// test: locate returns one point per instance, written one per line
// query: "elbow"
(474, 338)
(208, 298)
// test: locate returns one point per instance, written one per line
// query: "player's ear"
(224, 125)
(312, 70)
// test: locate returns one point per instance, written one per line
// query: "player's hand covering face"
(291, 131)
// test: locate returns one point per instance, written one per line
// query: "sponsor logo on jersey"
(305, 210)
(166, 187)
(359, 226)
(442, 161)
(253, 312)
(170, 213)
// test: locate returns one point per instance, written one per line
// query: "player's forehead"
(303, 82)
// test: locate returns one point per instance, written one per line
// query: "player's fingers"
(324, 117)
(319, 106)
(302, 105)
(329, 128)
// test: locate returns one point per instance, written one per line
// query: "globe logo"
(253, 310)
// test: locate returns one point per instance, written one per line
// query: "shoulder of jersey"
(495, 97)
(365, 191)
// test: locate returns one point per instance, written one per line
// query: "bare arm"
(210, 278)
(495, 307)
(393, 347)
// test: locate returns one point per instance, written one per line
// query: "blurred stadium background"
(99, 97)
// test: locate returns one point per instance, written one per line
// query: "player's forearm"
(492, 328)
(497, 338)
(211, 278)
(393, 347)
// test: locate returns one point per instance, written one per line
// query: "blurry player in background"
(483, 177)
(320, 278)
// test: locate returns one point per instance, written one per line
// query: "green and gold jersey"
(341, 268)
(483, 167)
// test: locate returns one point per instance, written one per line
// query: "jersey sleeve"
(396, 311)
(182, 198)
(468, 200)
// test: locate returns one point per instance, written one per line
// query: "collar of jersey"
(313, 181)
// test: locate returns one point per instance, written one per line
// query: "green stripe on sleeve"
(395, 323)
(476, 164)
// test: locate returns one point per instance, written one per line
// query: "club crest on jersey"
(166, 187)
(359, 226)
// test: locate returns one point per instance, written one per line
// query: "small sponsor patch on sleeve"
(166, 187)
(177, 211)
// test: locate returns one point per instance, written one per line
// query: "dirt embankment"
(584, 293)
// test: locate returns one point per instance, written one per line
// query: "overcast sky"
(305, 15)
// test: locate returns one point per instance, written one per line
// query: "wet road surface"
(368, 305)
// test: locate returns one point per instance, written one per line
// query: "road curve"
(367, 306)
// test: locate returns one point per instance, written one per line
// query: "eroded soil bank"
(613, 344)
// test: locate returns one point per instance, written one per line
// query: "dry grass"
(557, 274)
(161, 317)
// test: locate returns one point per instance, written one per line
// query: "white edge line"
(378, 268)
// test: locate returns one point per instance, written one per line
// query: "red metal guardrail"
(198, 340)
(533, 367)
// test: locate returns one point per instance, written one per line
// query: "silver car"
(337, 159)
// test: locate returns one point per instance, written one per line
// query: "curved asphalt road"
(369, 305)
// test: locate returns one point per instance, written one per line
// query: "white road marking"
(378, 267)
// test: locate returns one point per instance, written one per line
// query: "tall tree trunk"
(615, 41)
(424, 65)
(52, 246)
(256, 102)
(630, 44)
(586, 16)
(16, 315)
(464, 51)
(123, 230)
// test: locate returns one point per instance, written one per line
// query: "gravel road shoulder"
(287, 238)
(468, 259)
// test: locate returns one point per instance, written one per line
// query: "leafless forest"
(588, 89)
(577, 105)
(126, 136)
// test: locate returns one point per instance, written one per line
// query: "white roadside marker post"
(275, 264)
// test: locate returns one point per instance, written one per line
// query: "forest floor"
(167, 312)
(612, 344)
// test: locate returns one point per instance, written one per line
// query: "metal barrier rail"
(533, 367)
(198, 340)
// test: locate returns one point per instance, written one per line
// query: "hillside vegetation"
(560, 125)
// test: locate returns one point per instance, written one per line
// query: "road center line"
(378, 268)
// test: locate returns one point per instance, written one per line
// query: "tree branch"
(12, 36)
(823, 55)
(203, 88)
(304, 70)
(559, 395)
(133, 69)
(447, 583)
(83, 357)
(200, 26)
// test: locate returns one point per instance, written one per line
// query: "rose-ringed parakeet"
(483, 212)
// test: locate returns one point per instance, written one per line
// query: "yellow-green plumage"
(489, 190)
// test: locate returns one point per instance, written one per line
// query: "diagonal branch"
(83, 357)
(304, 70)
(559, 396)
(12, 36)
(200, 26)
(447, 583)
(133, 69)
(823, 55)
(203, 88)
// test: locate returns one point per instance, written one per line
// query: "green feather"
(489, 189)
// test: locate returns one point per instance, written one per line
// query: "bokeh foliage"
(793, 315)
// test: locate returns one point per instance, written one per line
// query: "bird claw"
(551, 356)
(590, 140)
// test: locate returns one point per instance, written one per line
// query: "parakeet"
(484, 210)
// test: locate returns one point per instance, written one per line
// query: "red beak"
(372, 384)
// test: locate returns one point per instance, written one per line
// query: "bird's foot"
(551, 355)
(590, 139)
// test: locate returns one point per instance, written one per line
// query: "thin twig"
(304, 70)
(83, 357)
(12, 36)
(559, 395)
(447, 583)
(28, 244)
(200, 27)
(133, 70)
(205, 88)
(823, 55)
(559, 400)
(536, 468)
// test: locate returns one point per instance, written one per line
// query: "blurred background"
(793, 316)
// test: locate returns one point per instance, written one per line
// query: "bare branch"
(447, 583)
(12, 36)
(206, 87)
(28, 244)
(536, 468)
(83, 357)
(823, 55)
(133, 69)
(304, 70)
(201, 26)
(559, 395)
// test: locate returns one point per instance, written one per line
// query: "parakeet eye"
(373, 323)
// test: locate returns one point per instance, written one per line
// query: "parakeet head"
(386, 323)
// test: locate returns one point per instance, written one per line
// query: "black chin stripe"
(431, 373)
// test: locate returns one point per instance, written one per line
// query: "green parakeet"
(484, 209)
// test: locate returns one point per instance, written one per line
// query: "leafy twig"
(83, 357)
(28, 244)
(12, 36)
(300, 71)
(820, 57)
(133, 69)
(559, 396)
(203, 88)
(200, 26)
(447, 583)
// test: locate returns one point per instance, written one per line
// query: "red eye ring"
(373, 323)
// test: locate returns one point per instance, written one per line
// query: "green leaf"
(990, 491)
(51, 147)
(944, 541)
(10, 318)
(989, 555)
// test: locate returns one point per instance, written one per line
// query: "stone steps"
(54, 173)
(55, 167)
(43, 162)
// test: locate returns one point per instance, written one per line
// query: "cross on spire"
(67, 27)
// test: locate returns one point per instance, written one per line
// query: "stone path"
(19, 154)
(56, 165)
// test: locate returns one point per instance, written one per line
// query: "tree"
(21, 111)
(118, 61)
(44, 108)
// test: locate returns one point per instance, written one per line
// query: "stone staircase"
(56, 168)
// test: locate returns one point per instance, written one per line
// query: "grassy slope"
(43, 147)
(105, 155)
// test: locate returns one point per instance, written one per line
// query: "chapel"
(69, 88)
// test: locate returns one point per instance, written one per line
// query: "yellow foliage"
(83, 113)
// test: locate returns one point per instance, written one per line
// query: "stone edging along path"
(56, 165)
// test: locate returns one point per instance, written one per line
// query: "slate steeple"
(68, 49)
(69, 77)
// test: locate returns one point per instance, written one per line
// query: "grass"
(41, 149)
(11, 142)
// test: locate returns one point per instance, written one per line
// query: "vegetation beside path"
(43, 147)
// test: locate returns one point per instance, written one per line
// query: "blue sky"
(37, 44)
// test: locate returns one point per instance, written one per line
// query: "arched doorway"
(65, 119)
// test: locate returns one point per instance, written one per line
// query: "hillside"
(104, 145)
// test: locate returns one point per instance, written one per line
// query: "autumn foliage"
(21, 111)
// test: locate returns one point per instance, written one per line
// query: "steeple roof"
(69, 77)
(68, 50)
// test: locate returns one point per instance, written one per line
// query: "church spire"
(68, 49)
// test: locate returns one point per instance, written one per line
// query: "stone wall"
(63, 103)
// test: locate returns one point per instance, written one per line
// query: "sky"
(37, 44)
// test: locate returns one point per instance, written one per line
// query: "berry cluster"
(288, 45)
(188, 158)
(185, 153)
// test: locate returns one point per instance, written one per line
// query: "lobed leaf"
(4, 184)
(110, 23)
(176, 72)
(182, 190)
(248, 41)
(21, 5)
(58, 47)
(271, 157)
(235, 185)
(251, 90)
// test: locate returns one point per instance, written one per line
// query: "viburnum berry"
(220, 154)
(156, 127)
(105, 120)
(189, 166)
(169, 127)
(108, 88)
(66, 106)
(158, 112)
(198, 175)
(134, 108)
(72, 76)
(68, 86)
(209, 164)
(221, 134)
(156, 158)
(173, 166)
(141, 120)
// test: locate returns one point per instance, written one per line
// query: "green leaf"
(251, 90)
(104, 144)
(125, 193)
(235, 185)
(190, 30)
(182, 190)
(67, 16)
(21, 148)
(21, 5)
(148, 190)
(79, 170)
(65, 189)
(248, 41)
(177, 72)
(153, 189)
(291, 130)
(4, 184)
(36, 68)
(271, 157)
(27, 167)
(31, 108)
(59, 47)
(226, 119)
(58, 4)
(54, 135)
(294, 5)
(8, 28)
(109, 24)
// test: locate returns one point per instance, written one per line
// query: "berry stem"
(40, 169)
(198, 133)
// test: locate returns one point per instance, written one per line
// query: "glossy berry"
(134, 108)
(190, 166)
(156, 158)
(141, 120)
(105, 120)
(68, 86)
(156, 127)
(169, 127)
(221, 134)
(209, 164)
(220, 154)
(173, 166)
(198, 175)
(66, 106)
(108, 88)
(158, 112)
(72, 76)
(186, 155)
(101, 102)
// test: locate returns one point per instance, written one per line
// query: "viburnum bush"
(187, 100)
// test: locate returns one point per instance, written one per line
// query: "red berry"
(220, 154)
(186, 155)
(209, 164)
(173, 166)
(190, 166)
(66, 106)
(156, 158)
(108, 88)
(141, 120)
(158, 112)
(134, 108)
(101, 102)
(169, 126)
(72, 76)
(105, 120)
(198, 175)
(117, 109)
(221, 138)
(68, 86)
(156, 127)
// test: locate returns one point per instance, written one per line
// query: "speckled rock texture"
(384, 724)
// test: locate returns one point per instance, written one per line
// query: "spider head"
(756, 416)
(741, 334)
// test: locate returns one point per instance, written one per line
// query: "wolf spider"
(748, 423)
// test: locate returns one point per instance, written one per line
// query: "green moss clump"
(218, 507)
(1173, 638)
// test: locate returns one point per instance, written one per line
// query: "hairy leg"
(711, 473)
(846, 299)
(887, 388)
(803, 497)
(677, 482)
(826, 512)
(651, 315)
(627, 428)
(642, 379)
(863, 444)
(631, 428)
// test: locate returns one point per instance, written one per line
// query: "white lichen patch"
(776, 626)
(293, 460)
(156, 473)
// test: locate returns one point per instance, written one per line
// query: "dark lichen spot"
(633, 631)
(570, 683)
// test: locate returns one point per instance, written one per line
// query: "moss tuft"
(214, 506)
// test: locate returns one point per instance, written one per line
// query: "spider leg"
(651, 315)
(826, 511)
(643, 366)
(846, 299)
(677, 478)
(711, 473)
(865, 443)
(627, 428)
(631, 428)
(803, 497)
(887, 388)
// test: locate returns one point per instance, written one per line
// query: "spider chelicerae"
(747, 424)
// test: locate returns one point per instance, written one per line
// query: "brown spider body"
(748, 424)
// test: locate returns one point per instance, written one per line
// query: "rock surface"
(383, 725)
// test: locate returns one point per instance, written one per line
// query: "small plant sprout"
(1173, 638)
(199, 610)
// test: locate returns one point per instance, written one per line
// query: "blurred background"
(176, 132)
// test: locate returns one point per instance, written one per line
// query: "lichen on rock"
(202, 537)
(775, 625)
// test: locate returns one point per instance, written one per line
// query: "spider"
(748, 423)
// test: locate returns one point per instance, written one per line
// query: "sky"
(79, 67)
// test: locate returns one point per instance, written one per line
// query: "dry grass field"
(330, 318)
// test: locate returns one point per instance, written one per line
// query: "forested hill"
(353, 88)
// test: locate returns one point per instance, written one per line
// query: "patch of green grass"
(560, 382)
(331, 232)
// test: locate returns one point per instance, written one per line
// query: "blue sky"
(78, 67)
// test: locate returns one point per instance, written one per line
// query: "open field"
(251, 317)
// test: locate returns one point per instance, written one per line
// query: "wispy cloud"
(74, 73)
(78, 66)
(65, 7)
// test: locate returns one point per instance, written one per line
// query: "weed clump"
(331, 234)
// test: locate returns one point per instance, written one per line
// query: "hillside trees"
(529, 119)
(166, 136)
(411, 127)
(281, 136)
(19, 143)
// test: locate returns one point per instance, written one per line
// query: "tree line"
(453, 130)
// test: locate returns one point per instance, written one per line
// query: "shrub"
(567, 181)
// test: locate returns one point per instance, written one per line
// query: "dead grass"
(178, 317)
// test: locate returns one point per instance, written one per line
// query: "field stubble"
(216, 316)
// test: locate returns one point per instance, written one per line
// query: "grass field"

• [Task to carry out]: From the listing above, gather every line that contains the word "spider" and copy those lines.

• [Task result]:
// query: "spider head"
// query: "wolf spider"
// query: "spider leg"
// query: "spider chelicerae"
// query: "brown spider body"
// query: "spider"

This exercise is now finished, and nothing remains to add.